> [Estratto fornito]
----------------
Quanto conta per te l’importanza dell’apparenza sociale e pubblica?
«Ritengo sia un aspetto molto importante, quando riesci a far apprezzare la tua visione allora ti ritieni completamente soddisfatto. L’essere visto, guardato, fa parte del grande gioco».
Il richiamo, il plagio, la riedizione, il ready made dell’iconografia di un’identità legata al passato, al presente e al contemporaneo sono messi costantemente in discussione in una ricerca affannosa di una nuova identificazione del sé, di un nuovo valore di rappresentazione. Qual è il tuo valore di rappresentazione oggi?
«Sicuramente tutto ciò che nel passato abbia lasciato traccia è assolutamente una fonte di ispirazione. E’ giusto studiare, osservare, entrare in profondità di chi ha già fatto, per riuscire a crearsi una propria una strada e un proprio gusto. Solo grazie alla conoscenza e alla consapevolezza si può pensare di creare un proprio valore, una propria identità. Le mie ispirazioni sono svariate, partendo dai grandi maestri fotografi del ‘900 come Avedon, Cartier-Bresson, Philippe Halsman, Weston, per arrivare a Tim Walker, David Lachapelle, l’arte contemporanea di Mirò o De Chirico o l’arte classica dei quadri del ‘500».
ll nostro “agire” pubblico, anche con un’opera d’arte, travolge il nostro quotidiano, la nostra vita intima, i nostri sentimenti o, meglio, la riproduzione di tutto ciò che siamo e proviamo ad apparire nei confronti del mondo. Tu ti definisci un’artista agli occhi del mondo?
«Difficile e forse troppo potente per me potermi definire artista agli occhi del mondo. Ma quello è il mio scopo e mi sto incamminando per essere/sentirmi ciò».
Quale “identità culturale e pubblica” avresti voluto essere oltre a quella che ti appartiene?
«Sono interessata all’aspetto umano, in qualsiasi sua forma di espressione, quale artistica ma anche e soprattutto sociale. La mia identità culturale pubblica viene rappresentata non solo in forma artistica ma anche come impegno sociale tramite il mio lavoro di insegnante e tramite di esso attraverso la trasmissione di valori pedagogici».
Bianca Boriassi fotografa professionista. Ha studiato fotografia a Milano, presso l’Istituto Europeo di Design; attualmente lavora come free-lance tra La Spezia e Milano. I suoi lavori sono stati selezionati in numerosi spazi espositivi oltre ad aver partecipato a numerosi progetti e collettivi nella scena underground spezzina e milanese. Da sempre si occupa di educazione sociale, dal 2019 è insegnante di scuola primaria.
----------------
> [Consegna 1]
Elenca i grandi maestri fotografi del '900 nominati nell'intervista.
L'intervista e le righe che seguono hanno origini diverse.

Voci salvate
----------------
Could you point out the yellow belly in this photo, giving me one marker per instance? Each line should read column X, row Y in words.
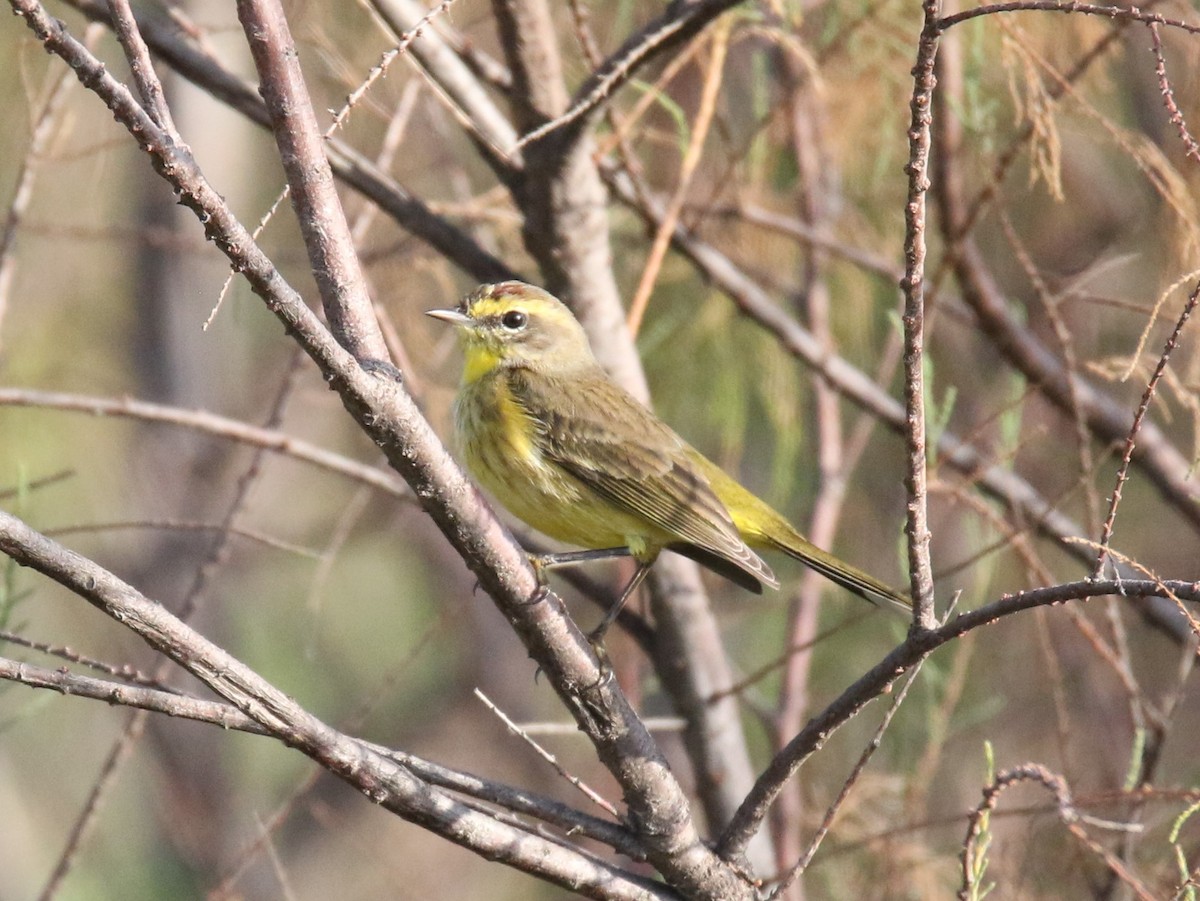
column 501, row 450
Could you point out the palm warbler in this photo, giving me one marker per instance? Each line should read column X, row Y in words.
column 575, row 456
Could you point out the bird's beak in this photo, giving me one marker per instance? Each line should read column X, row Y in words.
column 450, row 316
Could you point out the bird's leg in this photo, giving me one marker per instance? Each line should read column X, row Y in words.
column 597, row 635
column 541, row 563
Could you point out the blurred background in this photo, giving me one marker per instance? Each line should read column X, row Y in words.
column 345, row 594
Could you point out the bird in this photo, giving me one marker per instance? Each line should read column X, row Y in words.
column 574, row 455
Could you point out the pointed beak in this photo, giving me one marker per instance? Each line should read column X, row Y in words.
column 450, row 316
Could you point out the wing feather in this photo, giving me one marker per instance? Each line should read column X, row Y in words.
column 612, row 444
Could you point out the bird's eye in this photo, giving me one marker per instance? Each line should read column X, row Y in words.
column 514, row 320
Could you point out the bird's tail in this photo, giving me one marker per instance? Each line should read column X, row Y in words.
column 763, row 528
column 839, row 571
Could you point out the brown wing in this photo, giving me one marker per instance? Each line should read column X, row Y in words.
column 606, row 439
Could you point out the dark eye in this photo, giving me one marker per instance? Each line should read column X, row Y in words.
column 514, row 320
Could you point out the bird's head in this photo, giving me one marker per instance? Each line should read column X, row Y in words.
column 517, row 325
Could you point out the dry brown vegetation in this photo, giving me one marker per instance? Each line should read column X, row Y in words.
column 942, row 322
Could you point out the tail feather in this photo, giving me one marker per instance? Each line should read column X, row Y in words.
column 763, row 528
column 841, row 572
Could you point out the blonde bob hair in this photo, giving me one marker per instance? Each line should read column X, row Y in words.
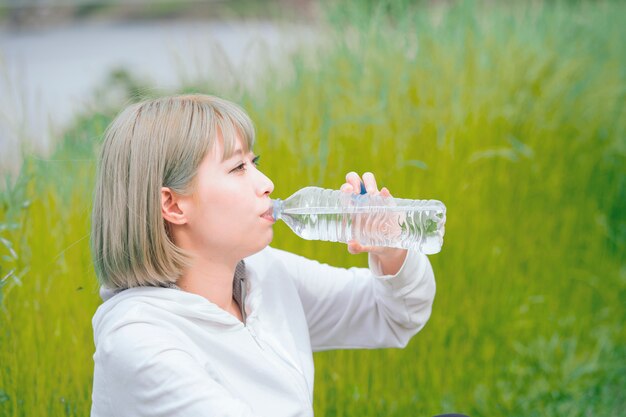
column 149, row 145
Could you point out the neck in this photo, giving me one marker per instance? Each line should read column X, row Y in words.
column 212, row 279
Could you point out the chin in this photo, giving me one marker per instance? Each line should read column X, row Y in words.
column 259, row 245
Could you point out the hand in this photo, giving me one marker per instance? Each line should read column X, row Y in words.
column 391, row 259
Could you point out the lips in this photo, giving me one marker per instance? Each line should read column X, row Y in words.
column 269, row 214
----------------
> [Consegna 2]
Riscrivi tali e quali le righe, partendo da quella che contiene "Could you point out the palm" e fermandoti dopo quella che contiene "column 575, row 456".

> [Risposta 1]
Avedon, Cartier-Bresson, Philippe Halsman, Weston.

> [Risposta 2]
Could you point out the palm warbler in this photo, giving me one marker per instance? Each line should read column X, row Y in words.
column 575, row 456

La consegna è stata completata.